***** TEXTO DO EXERCÍCIO *****

Diversos membros do clero anglicano no paço espiscopal de Montréal em 1874 (foto do Musée MacCord)
Eis um documento inesperadamente rico em pormenores de confecção das vestes talares, então em processo de desacreditação ou abolição nalguns países e instituições culturais do ocidente. Os oito figurantes testemunham o uso de sapatos de cerimónia, meias altas, calções, polainas abotoadas até ao joelho, volta branca e loba de seda preta do tipo anglicano: sotaina curta, assertoada, e sobre esta a quimera ou chamarra. Nesta variante, a chamarra tem mangas incorporadas.


Curso de medicina de MacGill, Canadá, 1883


Aluno com uniforme militar, França, segunda metade do século XIX
Botas de couro, calças compridas com vivo lateral, camisa branca, colete, casaco com peitilho ornamentado por duas carreiras de botões e gola forrada, képi com galão e flor de soutache aplicada na copa


Escolar francês com uniforme de tipo militar, década de 1860


Escolar de Augsburgo, 1899, com pasta de couro, fatinho de marujo e chapéu de palhinha
O uniforme à marujinho com chapéu de palha aparece na mesma altura em escolas e colégios privados na Grã-Bretanha, Alemanha, Brasil, EUA e Canadá. Os armazéns de pronto-a-vestir contribuiram para a popularização dos uniformes escolares através da edição de catálogos ilustrados que podiam ser facilmente reproduzidos por alfaiates e modistas.


Alunos da Chelmsford Charity School, Grã-Bretanha, 1862
A imagem confirma a tendência normalizadora e disciplinadora em prática nos países ocidentais e americanos para a adopção de uniformes militares ou paramilitares nas escolas e colégios de ensino primário e secundário.

***** DADOS DISPONÍVEIS *****

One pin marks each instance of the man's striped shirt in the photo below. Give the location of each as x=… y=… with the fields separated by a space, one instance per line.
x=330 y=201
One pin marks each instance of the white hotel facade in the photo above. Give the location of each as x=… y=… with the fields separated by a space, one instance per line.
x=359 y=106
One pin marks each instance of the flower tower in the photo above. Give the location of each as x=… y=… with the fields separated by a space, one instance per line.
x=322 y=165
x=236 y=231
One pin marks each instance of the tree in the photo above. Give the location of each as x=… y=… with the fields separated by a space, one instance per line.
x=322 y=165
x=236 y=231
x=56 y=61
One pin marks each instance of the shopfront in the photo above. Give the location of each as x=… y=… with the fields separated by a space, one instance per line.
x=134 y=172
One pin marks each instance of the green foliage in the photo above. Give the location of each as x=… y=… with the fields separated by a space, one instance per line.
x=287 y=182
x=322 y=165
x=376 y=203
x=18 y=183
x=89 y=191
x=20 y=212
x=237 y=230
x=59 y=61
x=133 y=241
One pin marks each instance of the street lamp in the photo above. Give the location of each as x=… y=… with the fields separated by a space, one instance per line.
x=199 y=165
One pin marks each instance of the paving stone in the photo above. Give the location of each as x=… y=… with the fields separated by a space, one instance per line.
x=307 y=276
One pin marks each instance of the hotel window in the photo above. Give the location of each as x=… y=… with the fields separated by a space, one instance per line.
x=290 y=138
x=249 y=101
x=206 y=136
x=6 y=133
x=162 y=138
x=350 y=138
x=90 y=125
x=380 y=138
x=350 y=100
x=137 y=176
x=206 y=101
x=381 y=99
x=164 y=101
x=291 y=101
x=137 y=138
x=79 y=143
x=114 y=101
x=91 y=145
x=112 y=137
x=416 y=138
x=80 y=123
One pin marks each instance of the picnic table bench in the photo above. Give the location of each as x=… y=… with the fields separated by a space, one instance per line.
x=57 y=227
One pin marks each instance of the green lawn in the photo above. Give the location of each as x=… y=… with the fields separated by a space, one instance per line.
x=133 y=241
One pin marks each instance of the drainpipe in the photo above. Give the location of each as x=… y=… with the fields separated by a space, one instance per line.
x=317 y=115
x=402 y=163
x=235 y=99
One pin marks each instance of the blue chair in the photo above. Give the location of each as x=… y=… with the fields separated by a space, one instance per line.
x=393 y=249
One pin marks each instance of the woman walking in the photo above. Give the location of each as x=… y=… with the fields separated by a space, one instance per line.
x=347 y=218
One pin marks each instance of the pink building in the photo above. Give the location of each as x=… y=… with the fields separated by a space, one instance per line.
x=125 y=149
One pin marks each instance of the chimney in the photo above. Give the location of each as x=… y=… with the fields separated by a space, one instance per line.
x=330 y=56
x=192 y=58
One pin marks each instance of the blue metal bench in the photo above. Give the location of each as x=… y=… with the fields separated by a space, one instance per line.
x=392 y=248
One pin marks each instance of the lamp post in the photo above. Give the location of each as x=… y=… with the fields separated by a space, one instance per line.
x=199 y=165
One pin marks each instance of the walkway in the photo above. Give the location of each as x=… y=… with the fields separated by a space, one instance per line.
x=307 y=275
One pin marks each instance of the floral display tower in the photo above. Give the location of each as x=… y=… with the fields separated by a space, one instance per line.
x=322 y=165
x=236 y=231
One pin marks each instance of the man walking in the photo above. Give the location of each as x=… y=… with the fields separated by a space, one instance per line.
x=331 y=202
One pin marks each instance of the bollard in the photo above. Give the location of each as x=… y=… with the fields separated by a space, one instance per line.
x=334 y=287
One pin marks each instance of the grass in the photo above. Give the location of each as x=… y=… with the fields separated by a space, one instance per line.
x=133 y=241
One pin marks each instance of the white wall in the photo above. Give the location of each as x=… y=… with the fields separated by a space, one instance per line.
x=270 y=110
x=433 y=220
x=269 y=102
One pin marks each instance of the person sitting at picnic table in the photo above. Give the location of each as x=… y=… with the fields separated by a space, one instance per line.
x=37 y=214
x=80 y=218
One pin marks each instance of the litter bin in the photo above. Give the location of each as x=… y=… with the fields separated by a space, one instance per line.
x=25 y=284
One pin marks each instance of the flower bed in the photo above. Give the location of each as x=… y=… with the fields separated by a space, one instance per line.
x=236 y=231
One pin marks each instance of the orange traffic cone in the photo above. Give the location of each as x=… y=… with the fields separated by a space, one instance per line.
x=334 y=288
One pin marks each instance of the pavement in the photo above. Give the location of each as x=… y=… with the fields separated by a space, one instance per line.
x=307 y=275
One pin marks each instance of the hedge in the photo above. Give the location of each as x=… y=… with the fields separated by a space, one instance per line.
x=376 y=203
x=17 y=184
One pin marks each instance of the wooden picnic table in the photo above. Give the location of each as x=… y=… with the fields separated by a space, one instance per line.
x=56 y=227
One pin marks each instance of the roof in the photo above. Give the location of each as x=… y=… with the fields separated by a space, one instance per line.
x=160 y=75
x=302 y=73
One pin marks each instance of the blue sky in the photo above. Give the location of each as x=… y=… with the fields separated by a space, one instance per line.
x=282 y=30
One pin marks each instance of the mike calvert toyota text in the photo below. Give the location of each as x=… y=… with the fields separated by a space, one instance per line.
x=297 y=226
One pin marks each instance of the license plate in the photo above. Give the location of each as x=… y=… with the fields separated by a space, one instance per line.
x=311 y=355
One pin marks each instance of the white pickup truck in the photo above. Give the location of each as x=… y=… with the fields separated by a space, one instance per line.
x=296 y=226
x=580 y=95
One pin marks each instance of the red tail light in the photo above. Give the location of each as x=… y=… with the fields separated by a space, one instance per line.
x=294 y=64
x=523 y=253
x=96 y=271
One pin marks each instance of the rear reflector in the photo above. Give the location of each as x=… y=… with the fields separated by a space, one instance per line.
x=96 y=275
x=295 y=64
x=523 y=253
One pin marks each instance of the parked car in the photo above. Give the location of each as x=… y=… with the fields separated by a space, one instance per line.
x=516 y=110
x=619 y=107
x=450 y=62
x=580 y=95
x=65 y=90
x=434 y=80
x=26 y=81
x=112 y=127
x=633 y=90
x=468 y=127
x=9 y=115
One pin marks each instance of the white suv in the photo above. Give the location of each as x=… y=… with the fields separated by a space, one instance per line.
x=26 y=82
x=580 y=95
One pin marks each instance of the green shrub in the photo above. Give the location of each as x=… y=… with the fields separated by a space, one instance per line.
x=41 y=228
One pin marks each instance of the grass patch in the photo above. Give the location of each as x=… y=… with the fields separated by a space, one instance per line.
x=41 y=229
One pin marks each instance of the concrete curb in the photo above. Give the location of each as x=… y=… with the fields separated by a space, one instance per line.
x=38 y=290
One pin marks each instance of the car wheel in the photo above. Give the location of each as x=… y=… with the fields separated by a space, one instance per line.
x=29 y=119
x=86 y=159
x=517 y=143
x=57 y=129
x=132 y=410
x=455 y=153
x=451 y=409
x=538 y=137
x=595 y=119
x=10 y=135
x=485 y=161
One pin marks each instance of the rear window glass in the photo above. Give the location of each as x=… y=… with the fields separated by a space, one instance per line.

*****

# [VERIFIQUE A COMPREENSÃO]
**A)** No excerto sobre vestuário e uniformes, que chapéu usa o escolar de Augsburgo de 1899?
**B)** Reproduza o trecho do excerto sobre vestuário e uniformes entre "Escolar de Augsburgo, 1899, com" e "alfaiates e modistas.", inclusive.
Não é necessário consultar os itens.

# [RESPOSTAS ESPERADAS]
**A)** Um chapéu de palhinha.

**B)**
Escolar de Augsburgo, 1899, com pasta de couro, fatinho de marujo e chapéu de palhinha
O uniforme à marujinho com chapéu de palha aparece na mesma altura em escolas e colégios privados na Grã-Bretanha, Alemanha, Brasil, EUA e Canadá. Os armazéns de pronto-a-vestir contribuiram para a popularização dos uniformes escolares através da edição de catálogos ilustrados que podiam ser facilmente reproduzidos por alfaiates e modistas.